AIM OF THE EXERCISE → Transcribe every entry exactly, leaving out any pictures.

RECORD EXTRACTS →

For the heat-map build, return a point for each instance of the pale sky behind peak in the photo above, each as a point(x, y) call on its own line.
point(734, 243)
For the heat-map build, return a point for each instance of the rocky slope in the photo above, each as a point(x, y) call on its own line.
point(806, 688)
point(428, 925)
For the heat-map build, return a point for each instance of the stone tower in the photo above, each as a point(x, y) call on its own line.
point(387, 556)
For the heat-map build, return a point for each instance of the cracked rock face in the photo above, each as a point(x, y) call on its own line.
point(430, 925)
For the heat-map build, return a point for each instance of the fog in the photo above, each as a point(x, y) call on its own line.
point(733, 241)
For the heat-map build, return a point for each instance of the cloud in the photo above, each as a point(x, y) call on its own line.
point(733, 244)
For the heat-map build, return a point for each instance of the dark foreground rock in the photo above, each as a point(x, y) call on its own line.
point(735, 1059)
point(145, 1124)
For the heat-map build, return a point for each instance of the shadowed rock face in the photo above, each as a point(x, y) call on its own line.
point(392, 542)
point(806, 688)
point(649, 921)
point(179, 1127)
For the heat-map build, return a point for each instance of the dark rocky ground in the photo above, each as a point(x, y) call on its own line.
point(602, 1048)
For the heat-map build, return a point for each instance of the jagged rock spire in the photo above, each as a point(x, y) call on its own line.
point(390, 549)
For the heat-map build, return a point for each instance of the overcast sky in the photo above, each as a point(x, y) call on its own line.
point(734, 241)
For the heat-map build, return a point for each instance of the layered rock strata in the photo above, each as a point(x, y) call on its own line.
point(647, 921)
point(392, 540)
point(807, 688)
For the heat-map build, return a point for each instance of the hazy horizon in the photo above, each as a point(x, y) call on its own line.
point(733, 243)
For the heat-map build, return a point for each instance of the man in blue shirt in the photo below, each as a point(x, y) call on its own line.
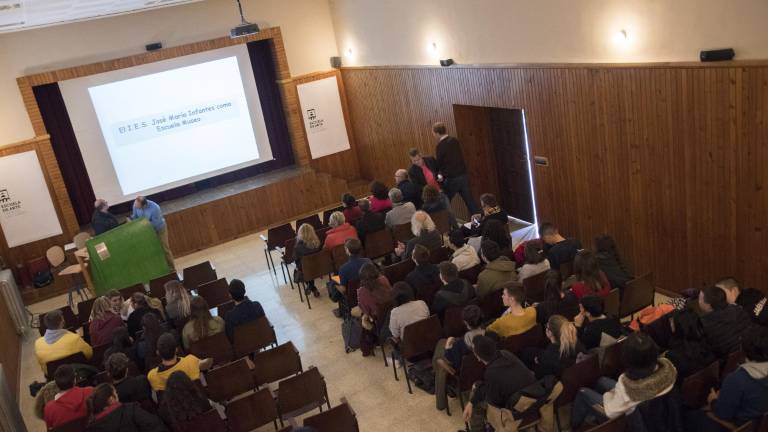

TASK ANSWER →
For the heat-map build, return a point for each instance of the pale sky behind peak in the photo above, each as a point(x, y) call on its own line.
point(734, 243)
For the heat-map build, return a point for each instance of the rocky slope in the photo above, each as a point(x, y) call on its own line.
point(806, 688)
point(428, 925)
For the heat-map build, return a point for each instance of the stone tower in the photo above, each as a point(x, y) call on its own line.
point(387, 556)
For the heat-map build, return a point for each instance of the cracked rock face in the photo above, each as a point(x, y) call on its own line.
point(430, 925)
For the heat-map build, return a point for each instance of the fog in the photo above, each as a point(x, y) call on its own line.
point(733, 241)
For the heat-map build, return a point for each instance of the cloud in the photo above, each as a point(x, y) call on its own line.
point(733, 244)
For the heat-map build, return a point for each instance of the dark foreground rock in the photo above, each as a point(x, y) call on its own line.
point(735, 1059)
point(145, 1124)
For the heat-map build, return a point for each instance of the shadowed rock face in the photo above, each as a point(x, y) call on its own line.
point(392, 542)
point(806, 688)
point(649, 921)
point(179, 1127)
For the heat-map build, return a point for each instance of the dark rocky ground in the photo above, each as a point(x, y) call on its own line.
point(602, 1048)
For the heat-map build, return a point for each instance of the jagged rock spire in the photo above, each as a point(x, y) call on its own line.
point(390, 549)
For the heat-map build, return a point for each instance of the overcast sky in the photo above, each as a point(x, y) call on its own line.
point(734, 241)
For the heat-map build, return a point for each instance of the layered rock strata in the photo above, each as a point(x, y) call on its own line.
point(647, 921)
point(392, 540)
point(807, 688)
For the heat-map build, return a point for each instance of the hazy horizon in the photo above, each as a point(x, y) call on its own line.
point(733, 243)
For the heat-map build, return a point for each instance of the man in blue shirt in the photo below, each as a point(x, y) call on its own line.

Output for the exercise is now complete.